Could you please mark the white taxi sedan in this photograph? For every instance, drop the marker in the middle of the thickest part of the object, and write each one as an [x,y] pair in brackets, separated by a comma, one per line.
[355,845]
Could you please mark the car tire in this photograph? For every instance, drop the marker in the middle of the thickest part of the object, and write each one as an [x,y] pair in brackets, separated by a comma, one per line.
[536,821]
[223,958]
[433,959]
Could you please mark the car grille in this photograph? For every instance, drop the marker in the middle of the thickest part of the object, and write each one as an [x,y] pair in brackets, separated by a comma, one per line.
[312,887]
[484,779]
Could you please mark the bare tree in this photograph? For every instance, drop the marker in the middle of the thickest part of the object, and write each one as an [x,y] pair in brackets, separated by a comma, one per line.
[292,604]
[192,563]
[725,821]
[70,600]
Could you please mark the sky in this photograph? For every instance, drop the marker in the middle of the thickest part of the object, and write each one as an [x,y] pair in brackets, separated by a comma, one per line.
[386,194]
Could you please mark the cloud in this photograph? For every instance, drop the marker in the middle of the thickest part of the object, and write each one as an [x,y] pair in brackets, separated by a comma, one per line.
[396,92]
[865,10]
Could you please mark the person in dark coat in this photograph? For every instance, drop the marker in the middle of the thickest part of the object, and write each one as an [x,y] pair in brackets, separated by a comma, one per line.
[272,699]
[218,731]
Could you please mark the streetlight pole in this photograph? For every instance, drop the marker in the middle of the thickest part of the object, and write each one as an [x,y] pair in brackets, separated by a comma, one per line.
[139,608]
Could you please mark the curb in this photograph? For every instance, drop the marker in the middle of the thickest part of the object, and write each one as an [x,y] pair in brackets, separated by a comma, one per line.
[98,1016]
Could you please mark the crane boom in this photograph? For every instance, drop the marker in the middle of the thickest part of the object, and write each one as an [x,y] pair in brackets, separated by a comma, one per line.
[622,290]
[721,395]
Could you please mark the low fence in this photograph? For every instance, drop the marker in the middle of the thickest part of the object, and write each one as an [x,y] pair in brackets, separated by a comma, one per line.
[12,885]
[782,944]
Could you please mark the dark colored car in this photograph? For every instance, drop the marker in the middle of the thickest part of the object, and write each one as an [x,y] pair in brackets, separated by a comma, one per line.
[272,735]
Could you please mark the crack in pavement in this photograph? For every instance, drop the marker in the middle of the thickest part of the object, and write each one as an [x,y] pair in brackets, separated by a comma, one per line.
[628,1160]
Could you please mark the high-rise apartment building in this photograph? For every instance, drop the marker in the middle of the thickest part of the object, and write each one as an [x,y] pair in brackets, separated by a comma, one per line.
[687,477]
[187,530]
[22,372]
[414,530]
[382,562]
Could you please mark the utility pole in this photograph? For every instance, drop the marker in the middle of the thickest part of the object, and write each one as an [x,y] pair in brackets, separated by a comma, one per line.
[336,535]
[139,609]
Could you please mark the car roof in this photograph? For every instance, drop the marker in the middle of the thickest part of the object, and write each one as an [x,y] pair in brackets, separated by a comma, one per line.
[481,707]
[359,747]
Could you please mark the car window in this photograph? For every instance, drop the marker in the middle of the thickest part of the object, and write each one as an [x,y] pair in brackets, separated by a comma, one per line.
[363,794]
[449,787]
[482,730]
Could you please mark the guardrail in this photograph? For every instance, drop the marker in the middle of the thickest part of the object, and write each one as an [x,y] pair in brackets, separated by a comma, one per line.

- - - -

> _Task details_
Retype the listing. Match it exactly.

> _Written solution_
Could you please mark the white taxi sedan in this photograph? For every instance, drop the marker in the middle of the thickest part of the object, and write each one as an [x,y] pair in brackets, separated by a comma, one per line.
[355,845]
Could you please mark the car tire in this photograph? For every instance, drop the marker in the middle of the thickest part of the object, and write each one as an [x,y] pair in brackets, separated by a comma, one per line.
[536,821]
[223,958]
[433,959]
Could you please mark the car grille in this photograph? For every instance, drop the marker in the middle of the thickest part of the object, and write each one as an [x,y] pair in brackets, separated by a comma, one per line.
[312,887]
[484,779]
Could you please mark the bare tree in this photograph? For every instance, drop the marker in the middle of the thickest part of the object, and write each one as an [x,y] pair in brackets, separated by a comma, one per line.
[292,604]
[192,563]
[725,821]
[70,600]
Could you please mark the sky in this photograph? For every instance, drop the marker in the middle of the thickest part of the object, and write each one as an [x,y] pair in brackets, separated by a comma, one per line.
[386,194]
Could you please mark the cloud in this photograph? For every instance, drop the marker in the middle of the thickest part of the object, and write each one as an [x,y] pair in brackets, separated by a comma, one per line.
[396,92]
[865,10]
Could you please mark the person in dark coat in this photograph? For every instance, drop the marker in the middle of the thickest part of the object, and write each one as an [x,y] pair in brackets, separated by a comma, one per line.
[272,699]
[218,731]
Could you please mark the streetlight pole in this photograph? For every instance, drop the marker in the middle of the thickest part of the object, and write each one as an [x,y] pair in brackets, separated by a comma, one per line.
[139,608]
Could you please mark the curb in this photograph? For every instance, drop the marker in the middle of the thickest part of the object, and write each one as an [x,y] pair in brackets, separated by a comma, one per line.
[98,1016]
Could you please mark the crane boom in this photograph? For every instance, drop the marker in the middle of the thickest part of the object, and write each one as an [x,y] pair in brackets, separated by a comma, one per line.
[622,290]
[721,395]
Could you please mark the low fence in this photograph? For every instance, drop the marker in the middle of the thickest part of the object, and write each one as an [x,y] pair in brackets, separated by a comma, one per line.
[12,885]
[782,944]
Could you please mark the dark colored car in this photograph? For every instance, drop the marker in the middle of the thickest part of the object, and write each one as an [x,y] pair in brackets, separated by a comma, one per line.
[272,735]
Could you please mark the crack in pavement in this photograph? For every instance, drop the marker in the middle of the thickest part of the object, and write each one as an [x,y] pair in brackets, separated by a comma, one per line.
[628,1160]
Could you please mark the high-rise apartment building in this photograph? For every instance, drop the marker in the middle of the thickest part of the object, and write each one as an [x,y] pair in brackets, separated by a comma, one per line.
[687,477]
[187,530]
[22,372]
[414,530]
[382,562]
Could you please mark the utility pole in this photograph? For every instance, drop the marker in the middle of the thickest part of the object, and write each one as an [x,y] pair in brackets, separated by a comma, one per line.
[336,535]
[139,609]
Could you please mark the car roof in this photograph? For every instance, drop the marker in the middle of the thickest part of the object, and write each one as an [x,y] pair in brackets, separated by a comma, one per line.
[481,707]
[359,747]
Could you please mark the car window in this photograph? For every instance, drop the marker in the middle of the thickest part of the object, and write each one as an [x,y] pair in brackets, separated by a comma, one per line.
[363,794]
[449,787]
[482,730]
Could you please mark the guardrail in this photograph? For every instance, drop the marker in the middle of the thickest part of the object, and write each one as an [x,y] pair in brackets, separated by a comma, one per line.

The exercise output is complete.